> **O que fazer**
Reproduza sem alterações a parte do trecho sobre Trump que vai de "Há ecos do fascismo" até "acima da democracia.", inclusive.

> **Trecho fornecido**

Quais seriam as semelhanças e as diferenças em relação às formas passadas de autoritarismo e totalitarismo?
Há ecos do fascismo clássico das décadas de 1920 e 1930 em muito do que Trump diz e na forma como ele atua. As conotações fascistas ressoam enquanto Trump explora um mar de raiva mal dirigida, promove-se como um líder forte que pode salvar uma nação em declínio e repete o guião fascista do nacionalismo branco nos seus ataques aos imigrantes e aos muçulmanos. Ele também flerta com o fascismo no seu apelo ao renascimento do ultranacionalismo, no seu discurso de ódio racista, na sua utilização do “outro” como bode expiatório e nos seus acessos de raiva juvenis e ataques de tweets a qualquer pessoa que discorde dele. Seu uso do espetáculo para criar uma cultura de autopromoção; sua mistura de política e teatro mediada por uma brutalidade emocional; e uma vontade de elevar a emoção acima da razão, a guerra acima da paz, a violência acima da crítica e o militarismo acima da democracia.
O vício de Trump no auto-enriquecimento massivo e a moralidade gangster que o informa ameaçam normalizar um novo nível de corrupção política. Além disso, ele usa o medo e o terror para demonizar os outros e para prestar homenagem a um militarismo desenfreado. Ele cercou-se de um círculo íntimo de direita para ajudá-lo a implementar as suas perigosas políticas em matéria de cuidados de saúde, ambiente, economia, política externa, imigração e liberdades civis. Ele também expandiu a noção de propaganda para algo mais perigoso e letal para uma democracia. Mentiroso habitual, ele tentou obliterar a distinção entre fatos e ficção, argumentos baseados em evidências e mentira. Ele não só reforçou a legitimidade daquilo que chamo de “máquina de desimaginação”, mas também criou entre grandes segmentos do público uma desconfiança na verdade e nas instituições que promovem o pensamento crítico. Consequentemente, conseguiu organizar milhões de pessoas que acreditam que a lealdade é mais importante do que a liberdade e a responsabilidade cívica. Ao fazê-lo, esvaziou a linguagem da política e o horizonte da política de qualquer significado substantivo, contribuindo para uma cultura autoritária e despolitizada de sensacionalismo, imediatismo, medo e ansiedade. Trump galvanizou e encorajou todas as forças antidemocráticas que moldaram os capitalismos neoliberais em todo o mundo nos últimos 40 anos.

> **Material fornecido**
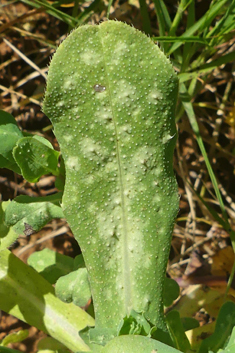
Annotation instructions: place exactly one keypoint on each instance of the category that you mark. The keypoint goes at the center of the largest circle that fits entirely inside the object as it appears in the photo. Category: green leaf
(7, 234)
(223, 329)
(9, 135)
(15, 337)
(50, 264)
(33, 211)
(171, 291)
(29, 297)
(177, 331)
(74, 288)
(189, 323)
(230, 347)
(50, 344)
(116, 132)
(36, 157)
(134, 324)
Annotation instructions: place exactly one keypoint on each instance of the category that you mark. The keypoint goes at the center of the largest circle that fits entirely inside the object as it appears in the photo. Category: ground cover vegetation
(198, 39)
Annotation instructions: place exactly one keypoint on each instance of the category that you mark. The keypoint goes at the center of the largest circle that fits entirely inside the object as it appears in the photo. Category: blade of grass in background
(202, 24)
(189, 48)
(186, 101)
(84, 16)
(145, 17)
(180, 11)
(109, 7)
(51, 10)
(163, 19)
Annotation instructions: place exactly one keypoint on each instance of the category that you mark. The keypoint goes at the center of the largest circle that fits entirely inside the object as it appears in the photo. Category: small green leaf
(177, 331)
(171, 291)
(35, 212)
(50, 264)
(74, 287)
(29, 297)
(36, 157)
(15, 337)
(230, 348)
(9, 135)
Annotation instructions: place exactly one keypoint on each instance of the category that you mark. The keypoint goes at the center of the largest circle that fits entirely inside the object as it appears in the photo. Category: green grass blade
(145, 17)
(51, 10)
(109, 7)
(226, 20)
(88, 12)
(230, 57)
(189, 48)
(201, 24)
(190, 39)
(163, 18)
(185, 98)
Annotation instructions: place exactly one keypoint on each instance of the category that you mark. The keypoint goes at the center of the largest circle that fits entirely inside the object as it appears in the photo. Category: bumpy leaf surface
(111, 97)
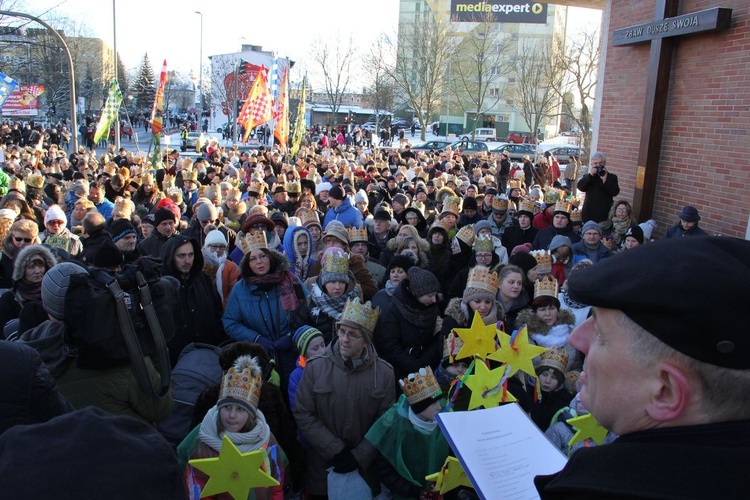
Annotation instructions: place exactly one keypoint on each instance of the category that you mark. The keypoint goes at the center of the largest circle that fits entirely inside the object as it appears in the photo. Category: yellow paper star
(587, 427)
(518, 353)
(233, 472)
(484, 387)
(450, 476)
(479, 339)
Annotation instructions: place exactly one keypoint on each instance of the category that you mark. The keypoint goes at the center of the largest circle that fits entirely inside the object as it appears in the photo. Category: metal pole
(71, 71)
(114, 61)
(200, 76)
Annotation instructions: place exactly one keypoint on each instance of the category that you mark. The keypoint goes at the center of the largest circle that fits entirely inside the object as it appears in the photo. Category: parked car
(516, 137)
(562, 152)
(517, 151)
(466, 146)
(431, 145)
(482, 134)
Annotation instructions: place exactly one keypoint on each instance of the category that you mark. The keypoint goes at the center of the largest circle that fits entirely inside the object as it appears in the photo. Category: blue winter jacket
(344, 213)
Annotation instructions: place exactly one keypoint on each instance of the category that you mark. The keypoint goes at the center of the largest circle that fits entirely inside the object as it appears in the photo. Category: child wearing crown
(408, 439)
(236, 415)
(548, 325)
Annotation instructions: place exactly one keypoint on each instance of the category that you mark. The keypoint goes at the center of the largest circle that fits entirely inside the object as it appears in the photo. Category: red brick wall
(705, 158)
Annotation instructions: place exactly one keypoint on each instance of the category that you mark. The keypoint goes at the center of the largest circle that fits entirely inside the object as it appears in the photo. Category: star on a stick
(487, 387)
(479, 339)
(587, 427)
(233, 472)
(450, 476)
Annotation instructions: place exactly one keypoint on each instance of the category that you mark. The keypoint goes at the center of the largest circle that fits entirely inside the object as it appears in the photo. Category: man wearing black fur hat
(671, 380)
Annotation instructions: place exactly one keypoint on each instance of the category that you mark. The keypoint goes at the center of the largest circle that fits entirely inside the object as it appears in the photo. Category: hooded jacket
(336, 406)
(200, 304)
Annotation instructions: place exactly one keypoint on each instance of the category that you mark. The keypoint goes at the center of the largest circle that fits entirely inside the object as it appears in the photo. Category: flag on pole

> **Resposta correta**
Há ecos do fascismo clássico das décadas de 1920 e 1930 em muito do que Trump diz e na forma como ele atua. As conotações fascistas ressoam enquanto Trump explora um mar de raiva mal dirigida, promove-se como um líder forte que pode salvar uma nação em declínio e repete o guião fascista do nacionalismo branco nos seus ataques aos imigrantes e aos muçulmanos. Ele também flerta com o fascismo no seu apelo ao renascimento do ultranacionalismo, no seu discurso de ódio racista, na sua utilização do “outro” como bode expiatório e nos seus acessos de raiva juvenis e ataques de tweets a qualquer pessoa que discorde dele. Seu uso do espetáculo para criar uma cultura de autopromoção; sua mistura de política e teatro mediada por uma brutalidade emocional; e uma vontade de elevar a emoção acima da razão, a guerra acima da paz, a violência acima da crítica e o militarismo acima da democracia.